Text passage
+++++
A Movie Drinking Game for The Avengers
- You hear the word “tesseract.” I think the reason they keep having so much trouble with the tesseract is that they’re not USING it the right way. Sure, it can open portals, but can you imagine how sweet that thing would be lighting up the undercarriage of my Tercel??
- Somebody’s ride gets trashed! What counts a “ride” you ask? Oh, you know, a car, helicopter, fighter jet, [SPOILER ALERT] fucking MECHANICAL CYBORG TURTLE SHIP.
- There is a costume change (or implication thereof). Personally, I can’t WAIT for Halloween. I’m going to dress up all six of my cats as different Avengers! Trust me, it’s going to be amazing.
- Loki starts cheezin’. You know what they say, when you smile, the world smiles with you! (and then gets invaded by half-nude hovercraft-riding skullface aliens)
+++++
Excerpted records
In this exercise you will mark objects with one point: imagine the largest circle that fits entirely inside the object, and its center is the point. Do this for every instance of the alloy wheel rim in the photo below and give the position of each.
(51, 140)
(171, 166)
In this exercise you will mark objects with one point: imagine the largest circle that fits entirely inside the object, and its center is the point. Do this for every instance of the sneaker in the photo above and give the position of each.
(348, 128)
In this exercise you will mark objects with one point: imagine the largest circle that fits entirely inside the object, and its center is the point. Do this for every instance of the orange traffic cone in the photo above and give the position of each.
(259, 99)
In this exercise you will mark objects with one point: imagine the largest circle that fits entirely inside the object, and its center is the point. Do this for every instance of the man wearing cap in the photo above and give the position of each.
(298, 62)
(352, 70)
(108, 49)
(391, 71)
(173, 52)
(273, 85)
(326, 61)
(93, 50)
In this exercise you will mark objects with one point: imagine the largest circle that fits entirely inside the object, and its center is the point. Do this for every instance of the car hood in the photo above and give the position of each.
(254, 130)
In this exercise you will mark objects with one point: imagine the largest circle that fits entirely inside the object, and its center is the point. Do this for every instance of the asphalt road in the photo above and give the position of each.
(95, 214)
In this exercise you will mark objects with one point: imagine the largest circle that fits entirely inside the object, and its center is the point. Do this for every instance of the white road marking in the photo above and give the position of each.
+++++
Problems and tasks
**A.** In the Avengers drinking game, how many of the writer's cats are going to be dressed up as different Avengers?
**B.** Sum up the Avengers drinking game in two sentences.
**C.** Resume the Avengers drinking game list after its last item.
The records are separate material and have nothing to do with the Avengers drinking game.

Answers below
**A.** All six of them.

**B.** This drinking game for The Avengers is triggered by hearing the word “tesseract,” seeing somebody's ride get trashed, a costume change, and Loki starting to grin. Each trigger comes with a joking aside, such as using the tesseract to light up the underside of a Tercel or dressing six cats as different Avengers for Halloween.

**C.**
- The bloated egos of the supes start getting in the way. I guess it’s not that surprising -- they did put a god, a scientist-monster, AND a genius billionaire playboy philanthropist in the same room. It's what I imagine filming The Expendables was like. (Obviously Dolph Lundgren is all of the above.)
- Someone’s haunted past starts catching up with them. Got a sordid past? Follow Drinking Cinema’s 5 Easy Steps to Eliminating Red in Your Ledger!
- File for Chapter 11 Moral Bankruptcy. You’ll need Official Form 4 to help defer the tax deduction you got from blowing up that children’s hospital. Be sure to list any unsecured claims!!
- Fill out Form 843 to get your tax penalties abated and then cry silently, tearlessly as you stare into the mirror at what you have become.
- Don’t forget to consolidate your debt! After you’ve slaughtered dozens, bunch them all together BEFORE you cover them with lye to destroy the evidence.
- Make sure you diversify. Tearing the neck muscles out of a Chitauri will look GREAT on your hedge fund portfolio.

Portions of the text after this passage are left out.